▶ **Dataset**
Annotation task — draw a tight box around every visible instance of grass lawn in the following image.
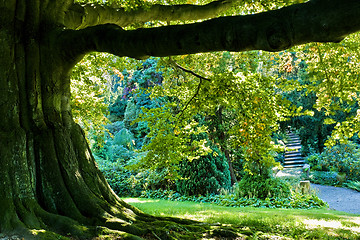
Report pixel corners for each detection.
[123,198,360,239]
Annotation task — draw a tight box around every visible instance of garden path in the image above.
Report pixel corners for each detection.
[311,183,360,214]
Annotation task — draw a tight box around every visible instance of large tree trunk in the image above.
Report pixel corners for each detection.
[0,0,359,239]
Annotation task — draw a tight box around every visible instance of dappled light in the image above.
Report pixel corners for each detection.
[0,0,360,240]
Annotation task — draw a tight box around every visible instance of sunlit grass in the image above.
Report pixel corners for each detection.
[124,198,360,239]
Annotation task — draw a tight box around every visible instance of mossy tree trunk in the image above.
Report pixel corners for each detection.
[0,0,360,237]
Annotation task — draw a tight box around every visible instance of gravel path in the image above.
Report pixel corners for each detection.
[276,168,360,214]
[311,183,360,214]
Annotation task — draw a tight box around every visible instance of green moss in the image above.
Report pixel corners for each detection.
[30,229,70,240]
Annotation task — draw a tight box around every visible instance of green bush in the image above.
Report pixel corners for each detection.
[310,171,339,186]
[96,158,145,197]
[345,181,360,192]
[235,175,291,200]
[176,147,231,195]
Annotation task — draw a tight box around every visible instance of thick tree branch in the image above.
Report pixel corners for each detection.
[64,0,237,29]
[63,0,360,62]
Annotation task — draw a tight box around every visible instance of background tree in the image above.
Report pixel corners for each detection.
[0,0,360,238]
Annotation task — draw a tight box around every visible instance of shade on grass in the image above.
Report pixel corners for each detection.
[124,198,360,239]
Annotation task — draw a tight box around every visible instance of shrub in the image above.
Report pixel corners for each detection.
[235,175,291,200]
[96,158,145,197]
[318,141,360,180]
[345,181,360,192]
[140,190,327,209]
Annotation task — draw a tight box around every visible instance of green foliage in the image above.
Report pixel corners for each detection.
[235,175,291,200]
[140,190,327,209]
[176,148,231,196]
[307,141,360,180]
[96,158,145,196]
[345,181,360,192]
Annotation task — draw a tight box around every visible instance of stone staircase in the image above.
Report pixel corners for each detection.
[284,132,305,168]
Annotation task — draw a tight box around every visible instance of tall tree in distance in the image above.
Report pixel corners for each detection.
[0,0,360,239]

▶ **Requirement**
Copy out every line above in which the word "path" appears.

▶ **Exercise solution**
Annotation task — draw a tight box around every visible instance of garden path in the image above.
Annotation task — draw a tight box around every visible instance of gravel path in the image above.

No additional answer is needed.